[Saved entries]
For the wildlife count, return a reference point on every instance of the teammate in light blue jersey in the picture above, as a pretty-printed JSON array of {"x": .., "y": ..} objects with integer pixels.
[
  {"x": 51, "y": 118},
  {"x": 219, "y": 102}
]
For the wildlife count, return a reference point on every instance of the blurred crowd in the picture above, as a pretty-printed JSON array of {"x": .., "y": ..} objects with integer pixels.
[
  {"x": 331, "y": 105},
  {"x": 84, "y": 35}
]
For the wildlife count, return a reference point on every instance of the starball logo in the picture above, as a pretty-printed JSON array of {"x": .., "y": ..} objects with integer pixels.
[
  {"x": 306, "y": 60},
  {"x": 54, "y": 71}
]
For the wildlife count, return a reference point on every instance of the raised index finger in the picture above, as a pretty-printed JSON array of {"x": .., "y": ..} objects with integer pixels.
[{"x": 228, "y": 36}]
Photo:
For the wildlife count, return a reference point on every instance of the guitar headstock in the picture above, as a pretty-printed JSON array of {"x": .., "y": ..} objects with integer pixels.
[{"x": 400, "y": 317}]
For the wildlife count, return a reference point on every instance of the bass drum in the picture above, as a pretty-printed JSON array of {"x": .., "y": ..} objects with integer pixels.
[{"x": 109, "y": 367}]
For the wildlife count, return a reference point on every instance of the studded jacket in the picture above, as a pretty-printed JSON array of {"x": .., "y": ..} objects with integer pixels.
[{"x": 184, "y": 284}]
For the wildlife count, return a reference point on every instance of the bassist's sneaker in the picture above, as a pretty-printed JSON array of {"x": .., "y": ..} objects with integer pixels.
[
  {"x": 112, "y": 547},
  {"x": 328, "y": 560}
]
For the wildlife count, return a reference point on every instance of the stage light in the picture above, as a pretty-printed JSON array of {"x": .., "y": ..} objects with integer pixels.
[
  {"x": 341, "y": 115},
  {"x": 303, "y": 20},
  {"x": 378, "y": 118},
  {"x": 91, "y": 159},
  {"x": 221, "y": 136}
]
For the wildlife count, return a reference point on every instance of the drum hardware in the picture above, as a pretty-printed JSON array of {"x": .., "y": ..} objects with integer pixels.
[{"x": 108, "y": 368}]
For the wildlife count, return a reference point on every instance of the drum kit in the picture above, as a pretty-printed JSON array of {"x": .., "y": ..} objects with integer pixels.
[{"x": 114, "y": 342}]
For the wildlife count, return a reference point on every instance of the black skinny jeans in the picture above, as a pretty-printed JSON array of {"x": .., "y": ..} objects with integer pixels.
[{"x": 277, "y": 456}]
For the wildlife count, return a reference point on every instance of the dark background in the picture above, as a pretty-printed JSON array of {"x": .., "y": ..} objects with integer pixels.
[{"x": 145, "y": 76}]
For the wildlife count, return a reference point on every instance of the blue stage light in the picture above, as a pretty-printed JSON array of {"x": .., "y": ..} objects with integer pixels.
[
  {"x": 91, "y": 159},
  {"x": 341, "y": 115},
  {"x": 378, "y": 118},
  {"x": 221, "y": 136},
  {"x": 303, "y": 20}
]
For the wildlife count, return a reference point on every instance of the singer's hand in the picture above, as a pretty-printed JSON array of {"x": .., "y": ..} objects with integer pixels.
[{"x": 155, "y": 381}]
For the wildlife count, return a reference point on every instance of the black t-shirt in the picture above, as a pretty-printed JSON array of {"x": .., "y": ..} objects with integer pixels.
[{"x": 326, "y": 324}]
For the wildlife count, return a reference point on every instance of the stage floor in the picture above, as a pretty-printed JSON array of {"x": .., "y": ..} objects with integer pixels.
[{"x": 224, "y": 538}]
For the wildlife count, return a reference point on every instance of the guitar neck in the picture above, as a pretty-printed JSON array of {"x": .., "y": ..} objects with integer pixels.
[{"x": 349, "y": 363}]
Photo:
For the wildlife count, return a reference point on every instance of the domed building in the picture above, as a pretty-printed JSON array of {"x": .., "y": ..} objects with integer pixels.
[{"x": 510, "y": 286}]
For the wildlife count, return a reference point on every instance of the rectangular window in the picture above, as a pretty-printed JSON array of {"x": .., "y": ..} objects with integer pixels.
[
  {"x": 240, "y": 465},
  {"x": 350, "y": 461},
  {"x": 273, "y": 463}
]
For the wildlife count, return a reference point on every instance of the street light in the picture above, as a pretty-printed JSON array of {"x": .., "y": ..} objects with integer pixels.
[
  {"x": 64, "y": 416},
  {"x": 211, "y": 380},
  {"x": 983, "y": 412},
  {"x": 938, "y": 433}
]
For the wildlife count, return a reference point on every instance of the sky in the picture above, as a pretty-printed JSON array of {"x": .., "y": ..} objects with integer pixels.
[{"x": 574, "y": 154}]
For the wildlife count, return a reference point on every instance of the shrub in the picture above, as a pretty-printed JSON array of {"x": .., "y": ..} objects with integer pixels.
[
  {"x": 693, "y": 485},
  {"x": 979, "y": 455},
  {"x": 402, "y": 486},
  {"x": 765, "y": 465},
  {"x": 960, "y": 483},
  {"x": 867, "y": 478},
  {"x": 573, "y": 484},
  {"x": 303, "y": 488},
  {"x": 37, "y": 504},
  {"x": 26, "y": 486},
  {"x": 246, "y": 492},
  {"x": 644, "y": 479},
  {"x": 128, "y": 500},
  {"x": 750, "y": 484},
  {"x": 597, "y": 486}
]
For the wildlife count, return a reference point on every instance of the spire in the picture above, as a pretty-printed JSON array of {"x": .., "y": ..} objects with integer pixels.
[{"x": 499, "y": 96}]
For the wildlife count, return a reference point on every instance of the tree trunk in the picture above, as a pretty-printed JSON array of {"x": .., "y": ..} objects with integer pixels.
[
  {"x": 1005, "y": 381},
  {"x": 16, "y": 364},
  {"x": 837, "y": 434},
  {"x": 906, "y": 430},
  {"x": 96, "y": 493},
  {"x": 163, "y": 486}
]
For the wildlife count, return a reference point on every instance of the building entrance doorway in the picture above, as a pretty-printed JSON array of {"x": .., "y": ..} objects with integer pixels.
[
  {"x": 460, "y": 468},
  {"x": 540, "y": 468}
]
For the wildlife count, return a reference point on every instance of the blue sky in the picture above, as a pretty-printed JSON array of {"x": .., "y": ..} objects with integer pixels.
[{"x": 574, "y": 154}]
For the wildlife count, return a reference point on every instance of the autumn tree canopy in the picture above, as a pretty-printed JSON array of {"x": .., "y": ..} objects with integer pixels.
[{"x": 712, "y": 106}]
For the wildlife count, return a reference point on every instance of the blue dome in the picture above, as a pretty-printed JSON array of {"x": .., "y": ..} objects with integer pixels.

## Your goal
The complete set of entries above must be reproduced verbatim.

## Task output
For the wildlife count, return a reference point on every instance of the teammate in light blue jersey in the picture above, as a pretty-printed JSON array of {"x": .., "y": ..} objects with integer pixels.
[
  {"x": 51, "y": 118},
  {"x": 219, "y": 102}
]
For the wildlife count, return a reference point on every instance of the blurred crowd in the picture above, as a pretty-printed JSON array of {"x": .., "y": ..} objects with integer pixels.
[
  {"x": 331, "y": 105},
  {"x": 84, "y": 35}
]
For the wildlife count, return a reference point on every instance of the starball logo in the picture above, as a pretty-printed JSON array of {"x": .., "y": ..} objects with integer pixels.
[
  {"x": 306, "y": 60},
  {"x": 54, "y": 71}
]
For the wildlife count, return a reference point on every instance of the raised index finger in the picture above, as a pretty-printed JSON array of {"x": .., "y": ..} objects with integer pixels.
[{"x": 228, "y": 36}]
Photo:
For the wildlife count, return a reference point on every instance of the guitar headstock in the picture above, as a pretty-printed JSON array of {"x": .., "y": ..} objects with integer pixels.
[{"x": 400, "y": 317}]
For the wildlife count, return a reference point on every instance of the bass drum in the picture above, as a pretty-printed JSON array of {"x": .., "y": ..} objects with integer pixels.
[{"x": 109, "y": 367}]
For the wildlife count, return a reference point on every instance of the studded jacket in the picture above, as a pretty-printed JSON array of {"x": .., "y": ..} objects with integer pixels.
[{"x": 184, "y": 284}]
For the wildlife count, return a reference point on every instance of the bassist's sneaker in the picture above, as a pretty-printed JSON array of {"x": .., "y": ..} objects with integer pixels.
[
  {"x": 112, "y": 547},
  {"x": 328, "y": 560}
]
For the wildlife count, return a reference point on every instance of the stage light in the picture above, as a pretty-printed JSON array of {"x": .., "y": ..} objects with integer pixels.
[
  {"x": 341, "y": 115},
  {"x": 303, "y": 20},
  {"x": 378, "y": 118},
  {"x": 91, "y": 159},
  {"x": 221, "y": 136}
]
For the wildlife count, return a reference point on every instance of the drum hardware in the picture above, as a pretty-printed JSON array of {"x": .., "y": ..} objects with integer pixels.
[{"x": 108, "y": 368}]
For the wildlife count, return a reference point on every instance of the drum kit in the picture above, as a pretty-printed JSON array of {"x": .., "y": ..} objects with integer pixels.
[{"x": 114, "y": 342}]
For the wildlife count, return a reference point on every instance of the black skinny jeans in the picture above, as a pretty-printed JSON array of {"x": .., "y": ..} objects with integer pixels.
[{"x": 277, "y": 456}]
For the wildlife count, return a reference point on every instance of the dark background in the picture above, as a pretty-printed JSON array of {"x": .., "y": ..} objects with integer pixels.
[{"x": 145, "y": 76}]
For the wildlife count, return a reference point on every instance of the blue stage light in the picture above, as a pretty-printed JSON array of {"x": .., "y": ..} objects with integer pixels.
[
  {"x": 91, "y": 159},
  {"x": 341, "y": 115},
  {"x": 378, "y": 118},
  {"x": 221, "y": 136},
  {"x": 303, "y": 20}
]
For the wildlife count, return a reference point on every instance of the singer's hand in the picture above, as a pretty-printed JSON array of {"x": .., "y": ..} objects with integer pixels.
[{"x": 155, "y": 381}]
For the wildlife count, return a reference point on every instance of the black t-shirt in the picture above, as a pretty-printed JSON array of {"x": .., "y": ..} objects with integer pixels.
[{"x": 326, "y": 324}]
For the wildlife count, return a reference point on every instance of the stage floor in the picture above, as a pretty-printed JSON array of {"x": .., "y": ..} objects with integer pixels.
[{"x": 224, "y": 538}]
For the wildlife count, return a reference point on every instance of the guitar neck in the picture above, as a pretty-printed JSON array of {"x": .., "y": ..} objects with integer pixels.
[{"x": 349, "y": 363}]
Photo:
For the wildlife count, return a reference point on every instance of the domed building in the picture above, as a pretty-printed JSON array of {"x": .., "y": ..} objects with integer pixels.
[{"x": 510, "y": 286}]
For the wildlife count, return a reference point on every instance of the rectangular window in the picture above, as a pretty-printed JSON array of {"x": .., "y": ..} objects with integer pixels.
[
  {"x": 240, "y": 465},
  {"x": 350, "y": 461},
  {"x": 273, "y": 463}
]
For the wildlife count, return a reference point on every instance of the street light in the picture above, as a pretty-printed JSON array of {"x": .., "y": ..} objects with integer pixels.
[
  {"x": 64, "y": 416},
  {"x": 211, "y": 380},
  {"x": 983, "y": 412},
  {"x": 938, "y": 433}
]
For the wildlife count, return a reference point on every instance of the sky in the picture above, as a pretty-printed JSON array of {"x": .., "y": ..} objects with integer pixels.
[{"x": 574, "y": 154}]
For the wildlife count, return a reference point on every instance of the shrub in the picture above, as a pretty-printed JSON array of {"x": .., "y": ..} objects with integer pixels.
[
  {"x": 693, "y": 485},
  {"x": 979, "y": 455},
  {"x": 402, "y": 486},
  {"x": 765, "y": 465},
  {"x": 960, "y": 483},
  {"x": 867, "y": 478},
  {"x": 573, "y": 484},
  {"x": 303, "y": 488},
  {"x": 37, "y": 504},
  {"x": 26, "y": 486},
  {"x": 246, "y": 492},
  {"x": 644, "y": 479},
  {"x": 128, "y": 500},
  {"x": 750, "y": 484},
  {"x": 597, "y": 486}
]
For the wildlife count, return a reference point on every instance of the spire in the picture above, as a pretty-printed JSON array of {"x": .., "y": ..} objects with integer pixels.
[{"x": 499, "y": 96}]
For the wildlife count, return a reference point on every instance of the tree trunk in the picture above, as a pretty-printed JSON array of {"x": .., "y": ..} objects with integer pixels.
[
  {"x": 1005, "y": 381},
  {"x": 16, "y": 364},
  {"x": 837, "y": 434},
  {"x": 906, "y": 430},
  {"x": 96, "y": 493},
  {"x": 163, "y": 486}
]
For the wildlife count, return a reference point on every instance of the building entrance doorway in the picture above, as a pretty-printed JSON array of {"x": .., "y": ..} objects with integer pixels.
[
  {"x": 460, "y": 468},
  {"x": 540, "y": 468}
]
For the wildlife count, return a reference point on every instance of the blue sky in the picture above, as a pretty-printed JSON array of {"x": .., "y": ..} objects with integer pixels.
[{"x": 574, "y": 154}]
For the wildlife count, return a reference point on every instance of the autumn tree canopy in the picture above, as a pretty-printed JSON array of {"x": .., "y": ..} objects with integer pixels.
[{"x": 712, "y": 106}]
For the wildlife count, return a reference point on every instance of the blue dome in the picture above, as a pretty-printed JSON array of {"x": .., "y": ..} objects with integer pixels.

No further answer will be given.